▶ [Supplied passage]
=-=-=
There's a macabre legend behind this tradition: During the Middle Ages, the city jester would throw live cats to their deaths because the Grote Markt (central market) was overrun with the creatures. The ritual was also supposed to chase away the evil spirits with which cats were said to be allied. Some versions of the story say the cats had been brought in to take care of an infestation of mice that had been eating away at the fabric stored in the Cloth Hall. The last time live cats were tossed was 1817. The tradition was revived briefly with stuffed cats in 1938, but scotched because of the Second World War. In 1946, the tossing began again and added a parade to the fun.

We staked out a sweet spot near the lineup snaking out of Il Gusto d'Italia ice cream and waffle shop for the show of 15 floats and about 2,000 participants. We had a clear view of the town's Cloth Hall, the ancient centre of textiles trade now turned into a charming town hall with its clock tower and infamous belfry. The building also houses the In Flanders Fields Museum and, against that stately background, the winding procession of weirdness would march right past us.
=-=-=
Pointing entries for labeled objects
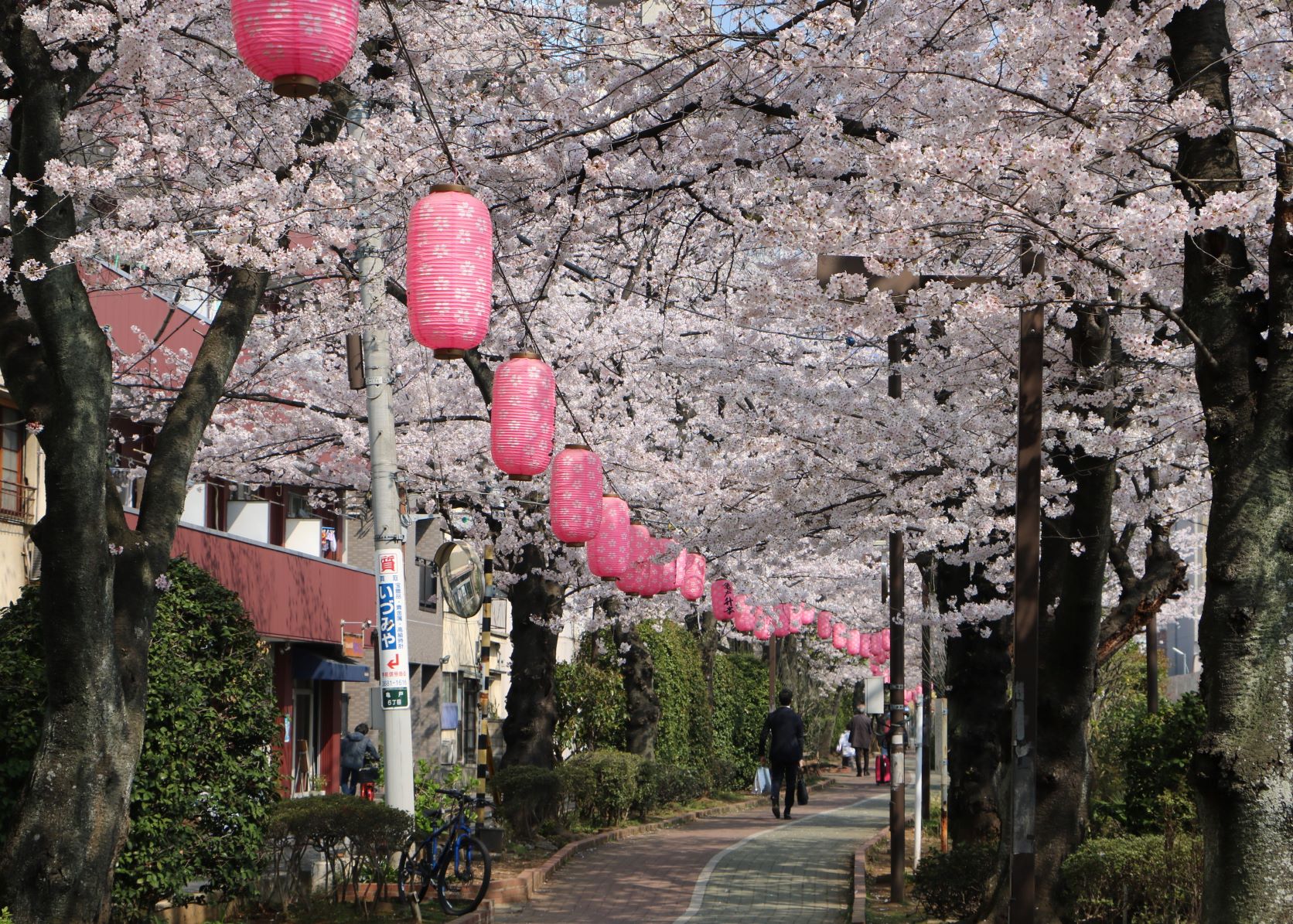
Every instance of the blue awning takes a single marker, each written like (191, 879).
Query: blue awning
(313, 666)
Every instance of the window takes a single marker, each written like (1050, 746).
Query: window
(15, 496)
(427, 587)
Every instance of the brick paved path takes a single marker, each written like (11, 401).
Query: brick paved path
(741, 868)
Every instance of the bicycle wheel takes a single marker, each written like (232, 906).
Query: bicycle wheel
(417, 866)
(465, 878)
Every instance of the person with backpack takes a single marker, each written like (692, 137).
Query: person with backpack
(786, 751)
(354, 748)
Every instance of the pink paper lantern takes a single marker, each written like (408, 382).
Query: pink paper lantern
(723, 600)
(450, 271)
(608, 551)
(523, 419)
(692, 581)
(575, 499)
(295, 44)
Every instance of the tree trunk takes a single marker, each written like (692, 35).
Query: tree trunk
(1243, 770)
(977, 680)
(532, 704)
(639, 673)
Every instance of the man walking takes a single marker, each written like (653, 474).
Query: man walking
(354, 747)
(860, 737)
(786, 752)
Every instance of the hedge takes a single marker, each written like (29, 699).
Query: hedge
(206, 776)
=-=-=
▶ [Stated goal]
Extend the passage about the cat-tossing tradition and its parade by writing what comes next, starting after its final sentence.

▶ [Result]
Colourful marching bands fill the square with music, children dressed in feline costumes make clawing gestures, and teenagers twirl flags bearing the shield of arms of Ypres or the Flemish lion. And then it gets weird.

Balloons bundled in the shape of cat heads float by. A tribute to Egyptian cats features a float with a sphinx and young girls dressed like Cleopatra. Children dressed as Egyptian slaves appear to be taking punishment from their masters. In a celebration of Celtic cats, Viking-costumed flutists accompany dancing girls in blond braids pushing a wheeled cart.

Some aspects of the parade seem to have nothing to do with cats, such as knights in chain mail and silver-domed helmets walking by clutching long spears. But that's part of the tribute to the history of Ypres, a town with a rich and bloody past that stretches beyond the Middle Ages.

Two horses draw a wagon of caged "witches" in anticipation of the burning re-enactment that will be the festival's grand finale. The women reach out to the crowd in apparent pleas for mercy. A parade of clergymen and villagers follows them. A line of enslaved children also participate, as mock sounds of whipping echo throughout the march. Another float carries a creature that looks like an elephant with wings, a long devilish tail and fur.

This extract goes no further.